- **Records drawn from a dataset**:
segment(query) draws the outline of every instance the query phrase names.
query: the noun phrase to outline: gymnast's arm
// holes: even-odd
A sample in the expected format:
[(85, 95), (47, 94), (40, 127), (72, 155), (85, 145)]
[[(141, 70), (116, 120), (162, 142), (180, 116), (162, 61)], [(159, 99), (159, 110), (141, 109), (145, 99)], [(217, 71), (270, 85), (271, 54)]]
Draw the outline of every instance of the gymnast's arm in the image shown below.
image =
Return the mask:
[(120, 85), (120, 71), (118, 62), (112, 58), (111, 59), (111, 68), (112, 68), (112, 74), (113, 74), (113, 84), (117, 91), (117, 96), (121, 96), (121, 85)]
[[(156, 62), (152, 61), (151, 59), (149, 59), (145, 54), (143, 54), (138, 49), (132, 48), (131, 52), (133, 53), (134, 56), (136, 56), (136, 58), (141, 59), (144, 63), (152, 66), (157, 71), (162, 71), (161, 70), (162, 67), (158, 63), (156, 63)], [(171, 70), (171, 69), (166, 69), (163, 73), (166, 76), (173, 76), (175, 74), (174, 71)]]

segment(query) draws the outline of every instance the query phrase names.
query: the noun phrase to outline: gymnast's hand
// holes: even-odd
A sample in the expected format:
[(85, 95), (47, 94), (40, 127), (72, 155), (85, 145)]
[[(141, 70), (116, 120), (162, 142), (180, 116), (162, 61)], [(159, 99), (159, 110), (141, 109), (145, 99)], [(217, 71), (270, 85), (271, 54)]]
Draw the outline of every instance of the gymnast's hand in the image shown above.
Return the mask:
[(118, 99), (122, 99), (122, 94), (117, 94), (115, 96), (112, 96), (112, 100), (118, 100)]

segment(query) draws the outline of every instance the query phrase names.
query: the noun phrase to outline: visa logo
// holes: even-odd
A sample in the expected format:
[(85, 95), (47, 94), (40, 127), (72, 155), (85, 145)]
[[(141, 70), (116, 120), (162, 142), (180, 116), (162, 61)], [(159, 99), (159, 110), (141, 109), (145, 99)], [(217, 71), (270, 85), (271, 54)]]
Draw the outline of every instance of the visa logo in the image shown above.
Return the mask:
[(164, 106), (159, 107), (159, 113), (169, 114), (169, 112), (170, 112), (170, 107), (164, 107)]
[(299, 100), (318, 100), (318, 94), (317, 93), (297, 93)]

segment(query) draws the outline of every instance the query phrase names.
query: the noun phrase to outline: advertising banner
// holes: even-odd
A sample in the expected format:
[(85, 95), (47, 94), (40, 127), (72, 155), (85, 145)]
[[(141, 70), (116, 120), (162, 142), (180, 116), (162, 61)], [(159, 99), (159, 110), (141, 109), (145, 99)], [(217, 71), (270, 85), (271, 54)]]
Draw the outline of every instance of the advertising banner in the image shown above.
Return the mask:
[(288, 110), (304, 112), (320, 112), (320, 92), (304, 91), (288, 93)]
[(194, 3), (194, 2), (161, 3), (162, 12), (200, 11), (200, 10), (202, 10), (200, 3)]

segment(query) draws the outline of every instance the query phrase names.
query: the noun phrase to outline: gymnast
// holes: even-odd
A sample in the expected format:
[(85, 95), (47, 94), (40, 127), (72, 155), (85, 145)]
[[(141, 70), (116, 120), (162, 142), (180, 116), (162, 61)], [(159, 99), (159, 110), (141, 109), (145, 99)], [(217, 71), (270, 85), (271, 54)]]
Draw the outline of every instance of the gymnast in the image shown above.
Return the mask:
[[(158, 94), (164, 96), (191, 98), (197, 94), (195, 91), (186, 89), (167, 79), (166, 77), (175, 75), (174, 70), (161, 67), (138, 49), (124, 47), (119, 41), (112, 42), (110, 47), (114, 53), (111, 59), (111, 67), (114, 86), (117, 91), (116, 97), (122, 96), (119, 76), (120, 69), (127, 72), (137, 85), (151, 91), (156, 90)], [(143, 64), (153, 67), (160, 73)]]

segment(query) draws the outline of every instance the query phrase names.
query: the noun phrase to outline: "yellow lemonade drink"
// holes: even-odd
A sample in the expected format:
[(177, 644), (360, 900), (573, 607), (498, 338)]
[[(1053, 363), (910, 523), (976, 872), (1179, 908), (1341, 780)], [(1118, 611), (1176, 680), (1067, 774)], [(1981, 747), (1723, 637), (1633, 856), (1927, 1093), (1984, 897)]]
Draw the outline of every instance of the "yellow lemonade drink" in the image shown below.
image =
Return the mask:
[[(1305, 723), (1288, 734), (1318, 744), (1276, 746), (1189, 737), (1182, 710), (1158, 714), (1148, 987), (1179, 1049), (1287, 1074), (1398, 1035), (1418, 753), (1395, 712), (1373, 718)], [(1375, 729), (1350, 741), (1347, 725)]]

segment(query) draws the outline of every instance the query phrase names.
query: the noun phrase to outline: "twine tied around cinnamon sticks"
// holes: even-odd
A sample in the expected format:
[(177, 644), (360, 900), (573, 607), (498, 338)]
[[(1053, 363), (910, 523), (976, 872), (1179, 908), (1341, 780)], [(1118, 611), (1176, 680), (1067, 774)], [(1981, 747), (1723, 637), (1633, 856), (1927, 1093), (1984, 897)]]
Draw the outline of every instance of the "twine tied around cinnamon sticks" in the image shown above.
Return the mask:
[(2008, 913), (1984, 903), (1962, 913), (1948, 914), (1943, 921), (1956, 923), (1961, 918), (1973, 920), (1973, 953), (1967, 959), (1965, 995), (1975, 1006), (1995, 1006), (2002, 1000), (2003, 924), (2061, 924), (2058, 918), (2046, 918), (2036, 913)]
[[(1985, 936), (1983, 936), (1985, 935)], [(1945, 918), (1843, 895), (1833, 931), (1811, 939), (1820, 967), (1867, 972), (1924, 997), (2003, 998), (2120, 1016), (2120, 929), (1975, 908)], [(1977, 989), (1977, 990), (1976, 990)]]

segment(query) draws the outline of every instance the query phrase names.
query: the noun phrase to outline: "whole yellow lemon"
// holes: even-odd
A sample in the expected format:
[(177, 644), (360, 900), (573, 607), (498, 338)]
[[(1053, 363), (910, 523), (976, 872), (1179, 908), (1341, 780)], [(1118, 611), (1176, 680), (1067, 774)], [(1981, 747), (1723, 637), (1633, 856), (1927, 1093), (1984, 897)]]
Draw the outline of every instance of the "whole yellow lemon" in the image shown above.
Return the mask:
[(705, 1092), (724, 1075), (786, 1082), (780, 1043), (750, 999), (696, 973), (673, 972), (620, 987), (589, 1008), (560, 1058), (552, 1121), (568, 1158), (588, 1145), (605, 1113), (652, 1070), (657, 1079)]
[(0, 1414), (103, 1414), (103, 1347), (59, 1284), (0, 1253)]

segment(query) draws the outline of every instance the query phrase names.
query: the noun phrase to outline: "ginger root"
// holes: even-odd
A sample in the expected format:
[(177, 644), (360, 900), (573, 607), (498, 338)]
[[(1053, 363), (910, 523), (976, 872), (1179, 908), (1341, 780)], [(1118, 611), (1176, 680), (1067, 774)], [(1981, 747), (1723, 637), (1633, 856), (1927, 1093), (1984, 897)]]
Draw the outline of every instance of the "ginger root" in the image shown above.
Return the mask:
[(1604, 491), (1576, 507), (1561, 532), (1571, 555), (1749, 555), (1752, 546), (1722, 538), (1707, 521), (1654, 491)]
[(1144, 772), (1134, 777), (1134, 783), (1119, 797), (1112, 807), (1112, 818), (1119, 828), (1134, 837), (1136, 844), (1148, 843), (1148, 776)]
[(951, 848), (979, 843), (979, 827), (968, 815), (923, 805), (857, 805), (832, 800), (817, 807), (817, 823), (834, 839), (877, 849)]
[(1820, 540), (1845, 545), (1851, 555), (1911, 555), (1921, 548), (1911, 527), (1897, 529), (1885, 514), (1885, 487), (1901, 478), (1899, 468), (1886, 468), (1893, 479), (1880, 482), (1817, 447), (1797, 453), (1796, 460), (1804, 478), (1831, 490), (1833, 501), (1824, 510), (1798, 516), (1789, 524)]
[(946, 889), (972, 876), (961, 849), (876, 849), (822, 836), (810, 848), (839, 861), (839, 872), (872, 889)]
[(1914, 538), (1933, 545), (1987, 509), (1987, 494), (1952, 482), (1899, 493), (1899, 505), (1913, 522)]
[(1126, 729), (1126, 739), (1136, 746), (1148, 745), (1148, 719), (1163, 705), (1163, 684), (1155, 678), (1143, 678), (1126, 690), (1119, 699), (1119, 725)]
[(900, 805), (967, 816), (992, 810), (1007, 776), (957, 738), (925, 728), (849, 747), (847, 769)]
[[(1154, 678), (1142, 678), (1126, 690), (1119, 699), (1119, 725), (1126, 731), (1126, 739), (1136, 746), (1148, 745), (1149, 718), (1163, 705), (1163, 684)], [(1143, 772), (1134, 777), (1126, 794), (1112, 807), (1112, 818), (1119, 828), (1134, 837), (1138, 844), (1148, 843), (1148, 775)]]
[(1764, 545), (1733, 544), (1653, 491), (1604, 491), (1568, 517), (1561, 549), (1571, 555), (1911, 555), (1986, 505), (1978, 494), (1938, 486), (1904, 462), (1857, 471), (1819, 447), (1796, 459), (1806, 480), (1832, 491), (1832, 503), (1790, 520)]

- **Exercise**:
Every line above with the word "ginger" is to be copied out.

- **Answer to this exercise**:
query: the noun phrase to outline: "ginger root"
Draw the outline of every instance of the "ginger root" in the image shown above.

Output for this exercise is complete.